START SOURCE DATA
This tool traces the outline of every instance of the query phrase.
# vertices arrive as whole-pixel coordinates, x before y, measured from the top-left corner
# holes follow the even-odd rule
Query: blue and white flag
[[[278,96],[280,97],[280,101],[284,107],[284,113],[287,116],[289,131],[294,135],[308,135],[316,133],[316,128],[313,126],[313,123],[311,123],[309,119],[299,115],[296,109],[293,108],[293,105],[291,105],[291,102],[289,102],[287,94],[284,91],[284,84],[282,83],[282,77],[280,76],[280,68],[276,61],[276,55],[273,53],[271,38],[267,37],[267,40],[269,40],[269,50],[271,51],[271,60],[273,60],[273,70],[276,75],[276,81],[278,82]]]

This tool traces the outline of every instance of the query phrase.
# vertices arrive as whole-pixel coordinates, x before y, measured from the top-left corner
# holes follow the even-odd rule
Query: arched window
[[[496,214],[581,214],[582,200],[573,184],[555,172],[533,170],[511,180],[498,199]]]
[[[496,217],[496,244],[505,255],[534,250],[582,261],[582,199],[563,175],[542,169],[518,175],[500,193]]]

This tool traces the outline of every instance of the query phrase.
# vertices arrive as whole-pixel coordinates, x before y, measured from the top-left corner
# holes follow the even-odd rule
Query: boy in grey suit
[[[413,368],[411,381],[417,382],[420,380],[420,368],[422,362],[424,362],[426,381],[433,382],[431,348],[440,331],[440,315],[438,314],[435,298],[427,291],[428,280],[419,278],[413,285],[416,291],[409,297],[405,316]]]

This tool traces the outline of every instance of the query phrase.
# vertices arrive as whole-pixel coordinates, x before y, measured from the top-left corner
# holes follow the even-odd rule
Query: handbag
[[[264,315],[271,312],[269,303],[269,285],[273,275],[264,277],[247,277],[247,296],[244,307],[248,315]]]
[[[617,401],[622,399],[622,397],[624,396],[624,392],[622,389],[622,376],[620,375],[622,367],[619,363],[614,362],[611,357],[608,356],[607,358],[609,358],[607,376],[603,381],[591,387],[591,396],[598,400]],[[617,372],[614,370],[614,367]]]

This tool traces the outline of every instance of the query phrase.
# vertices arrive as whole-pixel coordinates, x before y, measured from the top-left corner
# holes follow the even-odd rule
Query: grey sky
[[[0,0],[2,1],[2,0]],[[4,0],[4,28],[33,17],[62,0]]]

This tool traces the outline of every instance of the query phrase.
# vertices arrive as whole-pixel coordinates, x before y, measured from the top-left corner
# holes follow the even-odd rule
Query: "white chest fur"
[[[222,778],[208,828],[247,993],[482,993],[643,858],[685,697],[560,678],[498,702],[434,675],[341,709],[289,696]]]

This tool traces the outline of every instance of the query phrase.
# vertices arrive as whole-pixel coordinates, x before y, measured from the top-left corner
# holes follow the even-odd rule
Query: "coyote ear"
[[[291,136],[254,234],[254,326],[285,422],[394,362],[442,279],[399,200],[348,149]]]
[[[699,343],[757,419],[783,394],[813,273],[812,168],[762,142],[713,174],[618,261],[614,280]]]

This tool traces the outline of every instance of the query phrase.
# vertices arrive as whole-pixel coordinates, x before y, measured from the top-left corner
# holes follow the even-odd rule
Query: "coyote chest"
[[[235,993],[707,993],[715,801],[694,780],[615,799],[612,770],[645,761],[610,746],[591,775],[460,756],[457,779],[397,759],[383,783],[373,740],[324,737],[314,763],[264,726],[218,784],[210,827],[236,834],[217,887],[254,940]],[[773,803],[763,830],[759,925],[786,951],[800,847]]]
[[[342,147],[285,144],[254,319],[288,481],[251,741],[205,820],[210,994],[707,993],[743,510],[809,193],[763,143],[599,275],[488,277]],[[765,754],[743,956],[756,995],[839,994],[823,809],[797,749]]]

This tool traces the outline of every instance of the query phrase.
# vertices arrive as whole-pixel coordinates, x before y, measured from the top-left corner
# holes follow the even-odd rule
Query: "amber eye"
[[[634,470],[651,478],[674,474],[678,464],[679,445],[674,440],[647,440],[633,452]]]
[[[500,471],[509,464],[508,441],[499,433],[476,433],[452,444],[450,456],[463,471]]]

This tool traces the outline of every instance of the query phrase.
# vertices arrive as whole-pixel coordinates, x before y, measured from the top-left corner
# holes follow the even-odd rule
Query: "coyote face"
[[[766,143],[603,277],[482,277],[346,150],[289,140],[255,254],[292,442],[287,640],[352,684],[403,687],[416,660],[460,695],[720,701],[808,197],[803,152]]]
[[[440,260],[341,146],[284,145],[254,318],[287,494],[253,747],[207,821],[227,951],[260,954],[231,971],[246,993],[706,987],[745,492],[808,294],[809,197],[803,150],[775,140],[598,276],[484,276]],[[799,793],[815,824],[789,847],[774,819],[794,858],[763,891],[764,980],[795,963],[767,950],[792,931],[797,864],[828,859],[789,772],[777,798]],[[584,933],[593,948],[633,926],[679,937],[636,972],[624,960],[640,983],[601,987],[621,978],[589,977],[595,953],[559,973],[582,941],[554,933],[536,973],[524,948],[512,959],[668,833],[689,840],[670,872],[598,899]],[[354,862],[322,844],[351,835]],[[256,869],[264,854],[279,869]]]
END SOURCE DATA
Word for word, write out the entries above again.

**ANSWER AREA:**
This tool traces the outline of every instance of the query phrase.
# vertices arrive as whole-pixel coordinates, x before y, measured from the top-left corner
# holes follow the even-odd rule
Query: blue and white flag
[[[278,96],[280,97],[280,101],[284,107],[284,113],[287,116],[289,131],[294,135],[308,135],[316,133],[316,128],[313,126],[313,123],[311,123],[309,119],[299,115],[296,109],[293,108],[293,105],[291,105],[291,102],[289,102],[287,94],[284,91],[284,84],[282,83],[282,77],[280,76],[280,68],[276,61],[276,55],[273,53],[271,38],[267,37],[267,40],[269,40],[269,50],[271,51],[271,60],[273,60],[273,70],[276,75],[276,81],[278,82]]]

This tool traces the outline of every instance of the query phrase.
# vertices arrive as whole-pixel coordinates, x before y, measured from the top-left corner
# holes follow the even-odd rule
Query: arched window
[[[496,214],[581,214],[582,200],[573,184],[555,172],[533,170],[511,180],[498,199]]]
[[[496,217],[496,244],[505,255],[534,250],[582,261],[582,199],[563,175],[542,169],[518,175],[500,193]]]

This tool traces the outline of every instance of the query phrase.
# vertices arrive as whole-pixel coordinates, x before y, measured from the top-left corner
# holes follow the even-odd rule
Query: boy in grey suit
[[[413,368],[411,381],[417,382],[420,380],[420,368],[422,362],[424,362],[426,381],[433,382],[431,348],[440,331],[440,315],[438,314],[435,298],[427,291],[428,280],[419,278],[413,285],[416,291],[409,297],[405,316]]]

This tool traces the outline of every instance of the query phrase.
# vertices arrive as whole-pixel coordinates, x before y, measured from the top-left corner
# holes follow the even-odd rule
Query: handbag
[[[264,315],[271,312],[269,303],[269,285],[273,275],[264,277],[247,277],[247,296],[244,307],[248,315]]]
[[[617,401],[622,399],[622,397],[624,396],[624,392],[622,389],[622,376],[620,375],[622,367],[619,363],[614,362],[611,357],[608,356],[607,358],[609,358],[607,376],[603,381],[591,387],[591,396],[598,400]],[[617,372],[614,370],[614,367]]]

This tool traces the outline of every instance of the query phrase.
# vertices arrive as whole-pixel coordinates, x before y, measured from the top-left corner
# holes follow the even-odd rule
Query: grey sky
[[[0,0],[2,1],[2,0]],[[4,0],[4,28],[33,17],[62,0]]]

This tool traces the outline of every instance of the query phrase.
# vertices arrive as whole-pixel coordinates, x before y, measured from the top-left corner
# holes follow the even-odd rule
Query: "white chest fur"
[[[222,778],[208,828],[247,993],[482,993],[643,858],[685,697],[560,678],[498,702],[434,675],[341,709],[289,696]]]

This tool traces the outline of every instance of the query phrase.
# vertices arrive as whole-pixel coordinates, x before y, measured from the top-left corner
# holes follow the even-odd rule
Query: "coyote ear"
[[[291,136],[254,234],[254,326],[285,422],[394,362],[442,279],[399,200],[348,149]]]
[[[699,343],[757,419],[783,394],[813,273],[812,168],[762,142],[713,174],[618,261],[614,280]]]

This tool traces the outline of every instance of the query phrase.
# vertices arrive as whole-pixel coordinates, x before y, measured from the top-left corner
# holes follow the even-odd rule
Query: "coyote chest"
[[[235,993],[707,993],[715,801],[694,780],[615,799],[612,770],[645,761],[610,746],[591,775],[460,756],[457,779],[397,759],[383,783],[373,740],[324,737],[314,763],[264,726],[218,784],[210,827],[236,834],[217,887],[254,940]],[[773,803],[763,830],[759,925],[786,951],[800,847]]]
[[[342,147],[285,144],[254,319],[288,481],[251,741],[205,820],[210,994],[707,993],[743,510],[809,193],[763,143],[599,275],[488,277]],[[765,754],[743,956],[756,995],[839,994],[823,809],[797,749]]]

This tool traces the outline of every instance of the query phrase.
# vertices arrive as whole-pixel coordinates, x before y, measured from the top-left corner
# holes follow the even-odd rule
Query: "amber eye"
[[[634,470],[651,478],[674,474],[678,464],[679,445],[674,440],[647,440],[633,452]]]
[[[500,471],[509,464],[508,441],[499,433],[476,433],[452,444],[450,456],[463,471]]]

This tool traces the outline of every instance of the query phrase.
# vertices arrive as whole-pixel coordinates, x before y, measured from the top-left corner
# holes follow the even-odd rule
Query: "coyote face"
[[[766,143],[603,277],[482,277],[346,150],[289,140],[255,254],[292,442],[287,640],[352,684],[403,687],[416,660],[460,695],[720,701],[808,197],[803,152]]]
[[[440,260],[341,146],[284,145],[254,318],[287,494],[253,747],[207,821],[227,951],[260,954],[231,971],[246,993],[706,987],[745,492],[808,294],[809,197],[803,150],[775,140],[598,276],[484,276]],[[799,793],[815,824],[789,847],[774,819],[794,858],[763,891],[764,980],[795,963],[767,950],[792,931],[797,864],[828,859],[789,772],[777,798]],[[584,933],[593,948],[633,926],[679,937],[636,972],[624,960],[640,983],[601,987],[621,978],[589,977],[595,953],[559,973],[582,941],[554,933],[536,973],[524,948],[512,959],[668,833],[689,840],[670,872],[598,899]],[[354,862],[322,844],[351,835]],[[256,869],[264,854],[279,869]]]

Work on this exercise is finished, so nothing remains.